● **Items**

··········

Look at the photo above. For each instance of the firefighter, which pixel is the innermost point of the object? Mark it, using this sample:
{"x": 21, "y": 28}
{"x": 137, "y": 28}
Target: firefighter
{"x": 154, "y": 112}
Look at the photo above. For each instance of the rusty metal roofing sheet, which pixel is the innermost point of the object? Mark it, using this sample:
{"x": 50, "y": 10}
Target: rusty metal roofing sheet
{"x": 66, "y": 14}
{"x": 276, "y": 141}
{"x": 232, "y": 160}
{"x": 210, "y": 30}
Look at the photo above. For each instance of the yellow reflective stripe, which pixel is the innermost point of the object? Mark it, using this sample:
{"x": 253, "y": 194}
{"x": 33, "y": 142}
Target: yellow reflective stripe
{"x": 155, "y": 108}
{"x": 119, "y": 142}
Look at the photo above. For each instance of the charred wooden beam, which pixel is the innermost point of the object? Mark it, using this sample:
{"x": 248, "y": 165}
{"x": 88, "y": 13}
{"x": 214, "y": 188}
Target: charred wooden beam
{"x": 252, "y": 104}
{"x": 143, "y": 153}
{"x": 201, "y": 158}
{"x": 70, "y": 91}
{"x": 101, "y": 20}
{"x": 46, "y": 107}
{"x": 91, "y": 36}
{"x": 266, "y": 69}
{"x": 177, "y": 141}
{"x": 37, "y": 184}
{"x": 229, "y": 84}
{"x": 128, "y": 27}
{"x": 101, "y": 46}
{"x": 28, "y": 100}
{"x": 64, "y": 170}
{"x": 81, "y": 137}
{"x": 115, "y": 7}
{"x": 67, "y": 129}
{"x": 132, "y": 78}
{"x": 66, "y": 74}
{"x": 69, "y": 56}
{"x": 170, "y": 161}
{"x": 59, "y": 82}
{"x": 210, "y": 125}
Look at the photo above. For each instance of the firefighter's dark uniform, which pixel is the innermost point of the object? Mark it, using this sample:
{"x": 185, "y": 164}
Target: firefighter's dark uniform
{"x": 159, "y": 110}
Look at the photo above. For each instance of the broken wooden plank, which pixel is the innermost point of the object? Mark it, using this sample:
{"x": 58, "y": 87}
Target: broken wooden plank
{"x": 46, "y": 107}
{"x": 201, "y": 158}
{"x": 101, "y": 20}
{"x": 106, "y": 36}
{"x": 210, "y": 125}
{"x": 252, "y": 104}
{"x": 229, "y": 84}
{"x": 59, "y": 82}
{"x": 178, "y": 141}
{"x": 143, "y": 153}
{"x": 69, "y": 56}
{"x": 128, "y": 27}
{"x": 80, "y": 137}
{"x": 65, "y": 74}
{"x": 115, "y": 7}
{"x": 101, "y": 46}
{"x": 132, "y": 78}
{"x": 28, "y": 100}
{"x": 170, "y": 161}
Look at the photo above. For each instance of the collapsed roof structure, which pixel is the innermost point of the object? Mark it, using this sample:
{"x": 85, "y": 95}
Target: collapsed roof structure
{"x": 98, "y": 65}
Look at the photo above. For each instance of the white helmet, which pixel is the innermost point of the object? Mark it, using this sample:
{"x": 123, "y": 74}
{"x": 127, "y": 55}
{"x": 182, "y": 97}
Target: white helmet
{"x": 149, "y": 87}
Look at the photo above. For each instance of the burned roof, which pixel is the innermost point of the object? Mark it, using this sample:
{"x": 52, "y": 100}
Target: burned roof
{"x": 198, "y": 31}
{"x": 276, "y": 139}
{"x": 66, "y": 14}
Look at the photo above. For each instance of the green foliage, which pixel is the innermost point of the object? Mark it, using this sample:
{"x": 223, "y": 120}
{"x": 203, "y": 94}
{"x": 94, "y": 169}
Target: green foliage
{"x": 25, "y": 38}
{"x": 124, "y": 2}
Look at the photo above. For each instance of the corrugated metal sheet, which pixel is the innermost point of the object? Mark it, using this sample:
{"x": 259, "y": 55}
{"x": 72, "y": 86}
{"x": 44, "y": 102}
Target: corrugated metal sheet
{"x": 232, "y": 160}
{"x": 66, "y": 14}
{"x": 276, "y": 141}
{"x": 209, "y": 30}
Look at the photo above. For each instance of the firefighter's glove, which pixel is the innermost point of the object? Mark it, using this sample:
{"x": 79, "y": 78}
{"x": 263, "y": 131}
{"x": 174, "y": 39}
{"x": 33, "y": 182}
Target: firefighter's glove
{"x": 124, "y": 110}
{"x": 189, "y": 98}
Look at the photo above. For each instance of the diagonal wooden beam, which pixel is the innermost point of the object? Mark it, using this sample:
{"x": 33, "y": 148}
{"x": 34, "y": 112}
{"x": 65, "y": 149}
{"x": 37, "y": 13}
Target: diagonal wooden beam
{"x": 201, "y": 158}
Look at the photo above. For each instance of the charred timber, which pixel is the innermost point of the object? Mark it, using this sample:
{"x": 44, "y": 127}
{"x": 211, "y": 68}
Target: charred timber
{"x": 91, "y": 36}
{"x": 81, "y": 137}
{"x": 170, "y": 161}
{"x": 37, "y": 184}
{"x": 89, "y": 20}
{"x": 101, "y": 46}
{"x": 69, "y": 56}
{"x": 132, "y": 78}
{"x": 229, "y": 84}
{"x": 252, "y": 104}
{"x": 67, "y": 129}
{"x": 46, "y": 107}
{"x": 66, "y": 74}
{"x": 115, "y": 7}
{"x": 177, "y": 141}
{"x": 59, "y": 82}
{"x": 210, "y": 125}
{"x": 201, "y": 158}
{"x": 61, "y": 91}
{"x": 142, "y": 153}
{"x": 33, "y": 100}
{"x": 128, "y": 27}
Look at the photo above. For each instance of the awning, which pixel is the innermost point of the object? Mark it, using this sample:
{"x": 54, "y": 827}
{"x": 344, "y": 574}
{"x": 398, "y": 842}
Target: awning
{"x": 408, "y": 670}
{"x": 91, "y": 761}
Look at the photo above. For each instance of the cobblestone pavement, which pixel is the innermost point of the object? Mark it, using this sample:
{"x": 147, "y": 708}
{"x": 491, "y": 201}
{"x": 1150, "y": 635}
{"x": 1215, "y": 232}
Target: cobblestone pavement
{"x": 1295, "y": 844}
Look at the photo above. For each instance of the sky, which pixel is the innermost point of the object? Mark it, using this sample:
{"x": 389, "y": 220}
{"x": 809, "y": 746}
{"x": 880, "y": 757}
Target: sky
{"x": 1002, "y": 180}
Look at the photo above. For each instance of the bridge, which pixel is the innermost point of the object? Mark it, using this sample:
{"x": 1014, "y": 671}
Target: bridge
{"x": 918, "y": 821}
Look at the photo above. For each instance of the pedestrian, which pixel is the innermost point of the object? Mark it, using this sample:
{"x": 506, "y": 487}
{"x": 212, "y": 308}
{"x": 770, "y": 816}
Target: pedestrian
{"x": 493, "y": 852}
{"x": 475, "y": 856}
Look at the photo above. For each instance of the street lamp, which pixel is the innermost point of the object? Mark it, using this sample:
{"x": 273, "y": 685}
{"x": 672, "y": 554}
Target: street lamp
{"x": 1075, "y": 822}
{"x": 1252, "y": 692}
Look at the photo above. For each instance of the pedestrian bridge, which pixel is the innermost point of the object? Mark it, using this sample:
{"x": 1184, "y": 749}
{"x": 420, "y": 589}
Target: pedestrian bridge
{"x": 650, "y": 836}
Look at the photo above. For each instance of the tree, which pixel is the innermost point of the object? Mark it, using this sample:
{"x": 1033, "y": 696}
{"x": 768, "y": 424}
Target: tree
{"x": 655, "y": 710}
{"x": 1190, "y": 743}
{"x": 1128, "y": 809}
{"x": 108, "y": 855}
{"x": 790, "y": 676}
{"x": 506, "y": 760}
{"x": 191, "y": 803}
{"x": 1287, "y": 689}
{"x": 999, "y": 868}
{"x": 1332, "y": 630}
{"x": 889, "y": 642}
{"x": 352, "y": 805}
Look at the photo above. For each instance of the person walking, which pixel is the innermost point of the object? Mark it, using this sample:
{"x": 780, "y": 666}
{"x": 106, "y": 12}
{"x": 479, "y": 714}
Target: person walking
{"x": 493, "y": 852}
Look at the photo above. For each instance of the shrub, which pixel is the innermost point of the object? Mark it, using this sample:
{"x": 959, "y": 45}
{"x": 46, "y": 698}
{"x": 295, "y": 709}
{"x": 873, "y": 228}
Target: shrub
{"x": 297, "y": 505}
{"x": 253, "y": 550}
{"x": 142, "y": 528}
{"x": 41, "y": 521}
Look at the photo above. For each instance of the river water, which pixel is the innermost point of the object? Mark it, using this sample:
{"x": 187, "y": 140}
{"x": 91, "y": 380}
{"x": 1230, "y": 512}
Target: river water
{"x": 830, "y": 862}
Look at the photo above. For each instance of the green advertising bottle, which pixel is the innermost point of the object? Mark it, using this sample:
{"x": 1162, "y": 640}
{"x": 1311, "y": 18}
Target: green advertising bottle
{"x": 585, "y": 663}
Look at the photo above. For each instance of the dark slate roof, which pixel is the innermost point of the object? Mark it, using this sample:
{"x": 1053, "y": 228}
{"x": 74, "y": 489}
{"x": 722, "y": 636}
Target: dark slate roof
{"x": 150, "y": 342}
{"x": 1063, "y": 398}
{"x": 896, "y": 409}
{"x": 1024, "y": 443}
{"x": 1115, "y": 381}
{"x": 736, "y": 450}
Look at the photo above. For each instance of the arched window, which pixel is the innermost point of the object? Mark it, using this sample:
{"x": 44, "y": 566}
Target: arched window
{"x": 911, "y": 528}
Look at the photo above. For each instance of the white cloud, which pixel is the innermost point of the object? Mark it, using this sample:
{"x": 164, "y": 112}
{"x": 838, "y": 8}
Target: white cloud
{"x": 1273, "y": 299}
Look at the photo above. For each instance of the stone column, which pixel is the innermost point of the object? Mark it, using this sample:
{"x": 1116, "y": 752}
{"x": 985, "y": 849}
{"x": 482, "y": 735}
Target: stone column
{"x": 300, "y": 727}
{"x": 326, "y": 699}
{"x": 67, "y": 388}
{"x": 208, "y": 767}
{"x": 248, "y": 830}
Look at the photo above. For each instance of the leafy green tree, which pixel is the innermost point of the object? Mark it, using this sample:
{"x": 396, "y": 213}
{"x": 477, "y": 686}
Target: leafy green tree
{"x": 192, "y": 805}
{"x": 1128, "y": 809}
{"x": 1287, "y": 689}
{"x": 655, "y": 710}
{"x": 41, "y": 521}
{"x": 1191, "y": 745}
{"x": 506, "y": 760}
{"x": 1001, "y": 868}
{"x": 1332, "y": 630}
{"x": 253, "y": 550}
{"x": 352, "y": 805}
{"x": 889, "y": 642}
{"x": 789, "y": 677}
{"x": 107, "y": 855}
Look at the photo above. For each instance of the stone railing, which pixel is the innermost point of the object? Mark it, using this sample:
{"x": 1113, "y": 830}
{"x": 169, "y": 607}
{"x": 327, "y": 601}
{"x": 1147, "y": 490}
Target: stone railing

··········

● **Prompt**
Reproduce the lines above verbatim, from the line containing "Look at the photo above. For each instance of the leafy" through the final line, with both ends included.

● **Expected answer**
Look at the photo above. For each instance of the leafy green tree, which pixel is the innermost point of the object? Mark it, using this sample:
{"x": 396, "y": 213}
{"x": 477, "y": 686}
Target: leafy green tree
{"x": 192, "y": 805}
{"x": 1128, "y": 809}
{"x": 1287, "y": 689}
{"x": 655, "y": 710}
{"x": 41, "y": 521}
{"x": 1191, "y": 745}
{"x": 506, "y": 760}
{"x": 1001, "y": 868}
{"x": 1332, "y": 630}
{"x": 253, "y": 550}
{"x": 352, "y": 805}
{"x": 889, "y": 642}
{"x": 789, "y": 677}
{"x": 107, "y": 855}
Look at the photo above. For each instance of the stone railing, which pixel is the innermost point of the object? Mark it, using this sample:
{"x": 1113, "y": 830}
{"x": 169, "y": 607}
{"x": 327, "y": 601}
{"x": 1147, "y": 490}
Target: stone railing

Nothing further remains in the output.